Each line that follows is to be retyped exactly.

### Data entries:
┄┄┄┄┄┄

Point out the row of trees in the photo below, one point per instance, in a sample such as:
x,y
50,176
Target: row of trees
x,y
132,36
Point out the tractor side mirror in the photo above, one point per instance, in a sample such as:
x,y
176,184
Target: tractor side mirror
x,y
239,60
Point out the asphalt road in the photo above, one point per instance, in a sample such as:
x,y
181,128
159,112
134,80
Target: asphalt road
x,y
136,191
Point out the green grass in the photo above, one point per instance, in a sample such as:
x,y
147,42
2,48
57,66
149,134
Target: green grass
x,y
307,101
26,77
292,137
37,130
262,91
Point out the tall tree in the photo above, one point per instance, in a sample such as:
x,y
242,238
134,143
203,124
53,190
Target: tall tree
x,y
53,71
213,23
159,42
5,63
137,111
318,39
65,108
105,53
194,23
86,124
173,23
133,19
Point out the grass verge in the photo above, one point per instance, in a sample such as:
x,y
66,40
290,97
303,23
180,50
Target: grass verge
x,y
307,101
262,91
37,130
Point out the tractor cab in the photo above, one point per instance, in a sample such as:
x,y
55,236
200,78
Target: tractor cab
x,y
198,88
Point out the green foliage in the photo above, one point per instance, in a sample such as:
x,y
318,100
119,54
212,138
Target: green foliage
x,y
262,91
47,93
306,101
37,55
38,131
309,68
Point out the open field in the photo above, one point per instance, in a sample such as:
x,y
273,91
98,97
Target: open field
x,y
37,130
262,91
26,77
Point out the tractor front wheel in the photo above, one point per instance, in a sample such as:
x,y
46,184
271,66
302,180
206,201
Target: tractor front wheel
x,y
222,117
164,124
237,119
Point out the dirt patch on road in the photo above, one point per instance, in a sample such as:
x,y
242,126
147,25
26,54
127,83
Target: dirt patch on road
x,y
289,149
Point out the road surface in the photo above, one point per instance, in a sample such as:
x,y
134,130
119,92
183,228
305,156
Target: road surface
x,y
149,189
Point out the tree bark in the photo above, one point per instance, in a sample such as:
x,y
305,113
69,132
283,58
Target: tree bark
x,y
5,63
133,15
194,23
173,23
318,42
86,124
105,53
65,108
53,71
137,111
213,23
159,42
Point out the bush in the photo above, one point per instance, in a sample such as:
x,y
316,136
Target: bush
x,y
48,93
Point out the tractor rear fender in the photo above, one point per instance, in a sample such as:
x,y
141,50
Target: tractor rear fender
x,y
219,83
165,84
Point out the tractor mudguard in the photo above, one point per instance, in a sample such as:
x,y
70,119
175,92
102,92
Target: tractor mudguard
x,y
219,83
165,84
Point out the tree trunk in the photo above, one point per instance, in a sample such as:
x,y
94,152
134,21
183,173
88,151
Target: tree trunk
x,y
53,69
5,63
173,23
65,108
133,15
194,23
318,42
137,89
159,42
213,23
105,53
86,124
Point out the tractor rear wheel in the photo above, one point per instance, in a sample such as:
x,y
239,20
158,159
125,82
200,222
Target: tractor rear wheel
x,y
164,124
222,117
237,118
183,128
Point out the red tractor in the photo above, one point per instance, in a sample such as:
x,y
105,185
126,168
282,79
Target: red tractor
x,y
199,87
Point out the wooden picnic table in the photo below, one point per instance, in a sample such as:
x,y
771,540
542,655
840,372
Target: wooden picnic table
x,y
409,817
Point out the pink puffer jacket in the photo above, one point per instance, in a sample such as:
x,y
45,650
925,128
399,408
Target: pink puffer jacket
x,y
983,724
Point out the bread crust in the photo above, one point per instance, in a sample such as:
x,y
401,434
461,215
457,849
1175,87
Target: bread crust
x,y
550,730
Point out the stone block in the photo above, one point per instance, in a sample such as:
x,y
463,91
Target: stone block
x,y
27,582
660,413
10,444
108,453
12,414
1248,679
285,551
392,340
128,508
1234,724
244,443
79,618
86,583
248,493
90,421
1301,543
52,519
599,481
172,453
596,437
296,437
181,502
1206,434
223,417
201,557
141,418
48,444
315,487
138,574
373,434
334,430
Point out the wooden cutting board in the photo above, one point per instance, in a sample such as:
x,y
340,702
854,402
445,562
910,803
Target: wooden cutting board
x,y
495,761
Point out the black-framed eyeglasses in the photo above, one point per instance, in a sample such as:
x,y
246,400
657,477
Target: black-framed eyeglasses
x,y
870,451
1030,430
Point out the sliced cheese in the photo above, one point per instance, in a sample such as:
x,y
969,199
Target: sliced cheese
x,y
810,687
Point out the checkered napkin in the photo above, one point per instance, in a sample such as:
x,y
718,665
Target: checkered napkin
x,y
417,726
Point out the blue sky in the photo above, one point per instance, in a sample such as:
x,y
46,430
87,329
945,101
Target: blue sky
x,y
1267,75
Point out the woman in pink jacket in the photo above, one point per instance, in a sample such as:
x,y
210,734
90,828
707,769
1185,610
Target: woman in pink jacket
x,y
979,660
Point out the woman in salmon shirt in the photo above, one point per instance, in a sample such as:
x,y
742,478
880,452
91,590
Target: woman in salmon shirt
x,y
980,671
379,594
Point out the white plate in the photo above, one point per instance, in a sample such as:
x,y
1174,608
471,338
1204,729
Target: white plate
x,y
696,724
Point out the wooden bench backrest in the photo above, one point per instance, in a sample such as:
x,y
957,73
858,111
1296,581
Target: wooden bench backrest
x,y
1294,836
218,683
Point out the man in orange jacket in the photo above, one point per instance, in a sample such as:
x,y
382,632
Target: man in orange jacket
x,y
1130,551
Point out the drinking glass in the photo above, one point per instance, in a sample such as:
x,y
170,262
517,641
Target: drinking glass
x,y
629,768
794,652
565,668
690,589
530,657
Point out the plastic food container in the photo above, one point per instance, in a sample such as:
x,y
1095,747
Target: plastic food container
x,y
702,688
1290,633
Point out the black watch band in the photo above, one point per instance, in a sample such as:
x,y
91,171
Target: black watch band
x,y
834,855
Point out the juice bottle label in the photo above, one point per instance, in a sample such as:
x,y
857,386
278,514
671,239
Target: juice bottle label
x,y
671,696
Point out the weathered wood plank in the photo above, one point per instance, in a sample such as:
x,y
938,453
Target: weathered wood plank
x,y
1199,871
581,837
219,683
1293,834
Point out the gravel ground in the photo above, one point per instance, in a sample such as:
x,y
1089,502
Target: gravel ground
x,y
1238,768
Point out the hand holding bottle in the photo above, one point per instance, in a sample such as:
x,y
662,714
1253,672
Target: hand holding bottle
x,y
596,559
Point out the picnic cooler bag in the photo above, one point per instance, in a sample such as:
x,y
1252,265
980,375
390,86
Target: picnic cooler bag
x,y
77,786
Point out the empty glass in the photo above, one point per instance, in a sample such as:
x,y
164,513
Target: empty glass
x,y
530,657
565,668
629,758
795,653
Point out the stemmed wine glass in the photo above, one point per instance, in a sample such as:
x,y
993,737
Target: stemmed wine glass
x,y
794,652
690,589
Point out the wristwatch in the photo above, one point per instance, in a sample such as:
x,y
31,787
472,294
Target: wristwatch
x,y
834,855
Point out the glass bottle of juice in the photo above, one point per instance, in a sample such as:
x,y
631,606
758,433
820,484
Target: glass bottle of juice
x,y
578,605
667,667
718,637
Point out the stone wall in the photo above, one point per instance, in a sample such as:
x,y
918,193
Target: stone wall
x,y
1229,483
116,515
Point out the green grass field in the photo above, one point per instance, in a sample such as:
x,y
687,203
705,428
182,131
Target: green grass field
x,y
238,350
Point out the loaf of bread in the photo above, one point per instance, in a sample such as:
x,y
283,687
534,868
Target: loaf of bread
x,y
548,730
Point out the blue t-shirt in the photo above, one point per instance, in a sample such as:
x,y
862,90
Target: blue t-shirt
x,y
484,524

┄┄┄┄┄┄

### Problem solution:
Point out the row of trees in the photo below, one point per instance, in a sample such as:
x,y
50,176
Target: row of trees
x,y
132,36
Point out the tractor side mirror in the photo above, one point per instance, in a sample such as:
x,y
176,184
Target: tractor side mirror
x,y
239,60
Point out the asphalt road in the photo above, one point per instance, in a sample such as:
x,y
181,128
159,112
134,80
Target: asphalt road
x,y
136,191
Point out the green grass in the photo above, one point per instance, in a sample such as:
x,y
147,42
2,48
57,66
149,134
Target: green grass
x,y
307,101
26,77
292,137
37,130
262,91
Point out the tall tree in the photo above, one point per instance, in a sample such as:
x,y
242,238
134,143
203,124
53,190
Target: tall tree
x,y
53,71
213,23
159,42
5,63
137,111
318,39
65,108
105,53
194,23
86,124
173,23
133,19
Point out the grass verge in the photo above, one point per instance, in a sample such as:
x,y
66,40
290,97
303,23
180,50
Target: grass verge
x,y
307,101
262,91
37,130
Point out the tractor cab in the photo above, one point per instance, in a sample such as:
x,y
55,236
200,78
Target: tractor cab
x,y
198,88
Point out the green foliage in the photo above, one point per instance, in a sample such as:
x,y
318,100
119,54
212,138
Target: green foliage
x,y
262,91
47,93
306,101
37,55
38,131
309,68
Point out the open field in the photo above, one point per instance, in a sample such as:
x,y
273,91
98,97
Target: open field
x,y
37,130
262,91
26,77
Point out the tractor front wheel in the photo above, one point per instance, in a sample such as:
x,y
46,184
271,66
302,180
206,201
Target: tractor front wheel
x,y
222,117
164,124
237,119
Point out the dirt patch on road in the photo above, one point per instance, in a sample such as:
x,y
242,126
147,25
26,54
127,83
Target: dirt patch on road
x,y
289,149
Point out the road surface in the photo above, one point per instance, in a sample such as:
x,y
134,130
119,92
183,228
305,156
Target: road surface
x,y
149,189
Point out the tree bark in the photo above, one point per instance, in a sample such as:
x,y
305,113
69,132
283,58
Target: tree bark
x,y
5,63
133,15
194,23
173,23
318,42
86,124
105,53
65,108
53,71
137,111
213,23
159,42
Point out the bush in the photo above, one point per instance, in a sample such as:
x,y
316,136
Target: bush
x,y
48,93
Point out the tractor rear fender in the photo above, one point per instance, in a sample such as:
x,y
141,50
Target: tractor rear fender
x,y
219,83
165,84
Point out the tractor mudguard in the photo above, one point per instance, in a sample such as:
x,y
70,119
175,92
102,92
Target: tractor mudguard
x,y
219,83
165,84
Point out the tree trunk in the photo above, one point per instance, in a sample such as:
x,y
94,152
134,21
183,173
88,151
Target: tree trunk
x,y
53,69
5,63
173,23
65,108
133,15
194,23
318,42
137,89
159,42
213,23
105,53
86,124
Point out the tractor rear wheel in the photo above, one point per instance, in a sample such as:
x,y
239,20
158,159
125,82
200,222
Target: tractor rear wheel
x,y
164,124
222,117
237,118
183,128
Point out the red tractor in the photo above, one point per instance, in a sample such as:
x,y
105,185
126,168
282,79
Target: red tractor
x,y
199,87
Point out the wooden picnic table in the photo below, one point per instance, in a sample such as:
x,y
771,540
542,655
840,372
Target: wooden picnic table
x,y
409,817
Point out the pink puffer jacket in the photo above, one point per instance, in a sample such as:
x,y
45,650
925,128
399,408
Target: pink puffer jacket
x,y
983,724
Point out the bread crust in the photo above, one point per instance, in a sample such as:
x,y
401,434
461,215
457,849
1175,87
Target: bread crust
x,y
550,730
Point out the stone block in the photo above, one point per instance, in a sample such as:
x,y
463,91
Target: stone block
x,y
27,582
660,413
10,444
108,453
12,414
1248,679
285,551
392,340
128,508
1234,724
244,443
79,618
86,583
248,493
90,421
1301,543
52,519
599,481
172,453
596,437
296,437
181,502
1206,434
223,417
201,557
141,418
48,444
315,487
138,574
373,434
334,430
Point out the wooden cutting board in the photo above, one point per instance, in a sample such as:
x,y
340,702
854,402
445,562
910,803
Target: wooden cutting board
x,y
495,761
Point out the black-framed eyeglasses in the photo above, one point per instance, in a sample such as:
x,y
246,400
657,477
Target: black-framed eyeglasses
x,y
870,451
1030,430
Point out the sliced cheese in the photo above, one point per instance, in a sample such as:
x,y
969,199
Target: sliced cheese
x,y
810,687
Point out the checkered napkin in the photo above, one point per instance, in a sample such as:
x,y
718,665
Target: checkered napkin
x,y
417,726
Point out the blue sky in the photo above, one point per instance, in a sample such as:
x,y
46,430
87,329
945,101
Target: blue sky
x,y
1267,75
Point out the woman in pink jacket in the photo above, one point per instance, in a sample such as:
x,y
210,734
90,828
707,769
1185,610
Target: woman in pink jacket
x,y
979,660
Point out the woman in salmon shirt in the photo above, one point per instance, in a sample such as:
x,y
742,478
880,452
91,590
Target: woman in salmon shirt
x,y
980,671
379,594
Point out the white plate in the photo above, one point per instance, in a sample such as:
x,y
1174,608
471,338
1204,729
Target: white plate
x,y
696,724
Point out the wooden bench backrest in the photo above, one point per instance, in a sample such as:
x,y
957,73
858,111
1296,581
Target: wooden bench backrest
x,y
1294,836
218,683
Point out the man in orange jacket in the photo above, one point per instance, in a sample such as:
x,y
382,632
Target: man in orange jacket
x,y
1130,551
Point out the drinking glass in the photo above, one point per instance, in a sample such as:
x,y
170,262
517,641
Target: drinking glass
x,y
629,768
794,652
565,668
690,589
530,657
Point out the plastic food container in the photo above, one point per instance, in a sample such as:
x,y
1095,747
Target: plastic food container
x,y
702,688
1290,633
Point out the black watch band in the photo above, one point per instance, in a sample such as:
x,y
91,171
Target: black watch band
x,y
834,855
Point out the juice bottle label in the photo above, one point per instance, in a sample such as:
x,y
857,386
278,514
671,239
Target: juice bottle label
x,y
671,696
Point out the weathered wood plank in the photo above, one point per instance, in a sample such as:
x,y
938,453
Target: weathered wood plank
x,y
1199,871
581,837
219,683
1293,834
Point out the gravel ground in the photo above, one point per instance, in a sample such as:
x,y
1089,502
Target: gravel ground
x,y
1238,768
Point out the hand holding bottle in the photo above, one point per instance, in a sample such as:
x,y
662,714
1253,672
Target: hand holding bottle
x,y
596,559
Point out the picnic cooler bag in the photo above, one point per instance, in a sample such as:
x,y
1252,265
980,375
390,86
Target: picnic cooler bag
x,y
77,786
Point out the empty glass in the photo above, one point per instance, in a sample such as:
x,y
164,513
Target: empty glass
x,y
530,657
565,668
629,758
795,653
Point out the stemmed wine glass in the photo above, one point per instance, in a sample such as:
x,y
993,737
Target: stemmed wine glass
x,y
794,652
690,589
Point out the wristwatch in the photo above, one point per instance, in a sample such as:
x,y
31,787
472,294
Target: wristwatch
x,y
834,855
Point out the glass bottle of juice in the photo above, one point per instance, in a sample such as:
x,y
631,606
758,433
820,484
Target: glass bottle of juice
x,y
578,605
667,667
718,637
Point out the stone wall in the photo above, one point per instance, in a sample such as:
x,y
918,193
Target: stone wall
x,y
1229,483
116,515
Point out the green grass field in the photo above, one point per instance, in a sample such as:
x,y
687,203
705,428
182,131
Target: green grass field
x,y
238,350
Point out the loaf of bread in the photo above, one point per instance, in a sample such as:
x,y
283,687
534,868
Target: loaf of bread
x,y
548,730
Point out the blue t-shirt in the photo above, one point per instance, in a sample such as:
x,y
862,90
Target: blue t-shirt
x,y
484,524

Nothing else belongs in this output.